*Problem to work on*:
Rewrite everything in the listing below, from the line containing "Note: locate the person's elbow" down through the line containing "pixel 382 140", as a JSON list of strings with one string per line and no blank lines. Leave the pictures out.

*Data to use*:
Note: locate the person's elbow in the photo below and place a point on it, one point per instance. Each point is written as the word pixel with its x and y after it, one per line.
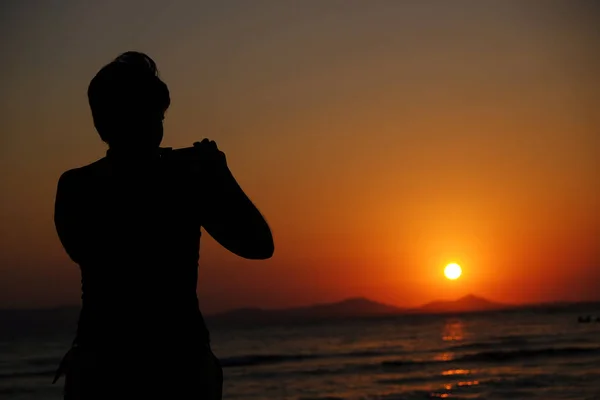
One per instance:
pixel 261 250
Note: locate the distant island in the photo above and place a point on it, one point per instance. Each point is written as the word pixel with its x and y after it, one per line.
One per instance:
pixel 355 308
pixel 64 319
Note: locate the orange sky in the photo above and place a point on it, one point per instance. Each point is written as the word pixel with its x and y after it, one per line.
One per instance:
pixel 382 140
---
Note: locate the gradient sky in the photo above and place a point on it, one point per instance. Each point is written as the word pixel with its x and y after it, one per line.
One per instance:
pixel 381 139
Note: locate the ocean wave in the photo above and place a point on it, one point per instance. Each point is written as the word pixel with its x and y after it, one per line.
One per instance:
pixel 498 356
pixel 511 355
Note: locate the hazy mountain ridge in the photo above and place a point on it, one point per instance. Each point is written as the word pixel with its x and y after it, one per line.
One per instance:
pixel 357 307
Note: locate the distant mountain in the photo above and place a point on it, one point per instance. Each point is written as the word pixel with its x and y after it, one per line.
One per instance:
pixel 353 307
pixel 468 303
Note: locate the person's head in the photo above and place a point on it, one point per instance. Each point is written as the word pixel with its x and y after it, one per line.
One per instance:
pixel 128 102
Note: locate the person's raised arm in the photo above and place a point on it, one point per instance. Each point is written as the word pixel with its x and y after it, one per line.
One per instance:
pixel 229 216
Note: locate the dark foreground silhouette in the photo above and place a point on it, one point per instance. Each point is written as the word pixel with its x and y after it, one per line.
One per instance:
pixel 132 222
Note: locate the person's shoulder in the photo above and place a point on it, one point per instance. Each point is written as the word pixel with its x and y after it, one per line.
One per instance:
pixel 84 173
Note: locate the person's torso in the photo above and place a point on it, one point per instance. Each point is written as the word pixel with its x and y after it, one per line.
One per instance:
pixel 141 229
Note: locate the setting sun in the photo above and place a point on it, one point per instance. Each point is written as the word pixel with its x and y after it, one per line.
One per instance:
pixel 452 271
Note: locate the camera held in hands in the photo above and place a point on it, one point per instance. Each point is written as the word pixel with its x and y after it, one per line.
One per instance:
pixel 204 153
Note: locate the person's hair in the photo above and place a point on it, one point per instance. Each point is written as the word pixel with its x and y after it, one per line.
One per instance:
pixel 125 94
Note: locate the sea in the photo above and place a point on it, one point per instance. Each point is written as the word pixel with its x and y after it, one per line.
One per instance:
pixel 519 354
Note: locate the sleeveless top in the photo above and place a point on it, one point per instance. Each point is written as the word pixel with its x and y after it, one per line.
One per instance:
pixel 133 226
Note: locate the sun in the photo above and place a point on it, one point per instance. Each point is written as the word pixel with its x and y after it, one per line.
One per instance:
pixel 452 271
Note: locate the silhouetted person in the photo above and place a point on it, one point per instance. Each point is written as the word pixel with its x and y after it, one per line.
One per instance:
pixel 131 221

*The reply*:
[
  "Note: locate the person's elbow in the photo below and place a point on it, one point per instance. Each point is written as the word pixel with its x and y after it, one per line.",
  "One per instance:",
  "pixel 261 250",
  "Note: locate the distant island in the photo above and place a point on it, one point per instance. Each point is written as the word pixel with its x and y after it, one per line.",
  "One per instance:",
  "pixel 355 308",
  "pixel 64 319",
  "Note: locate the orange sky in the photo above and place a point on it, one point per instance. Each point is written as the word pixel with its x and y after it, one per line.",
  "One per instance:",
  "pixel 382 140"
]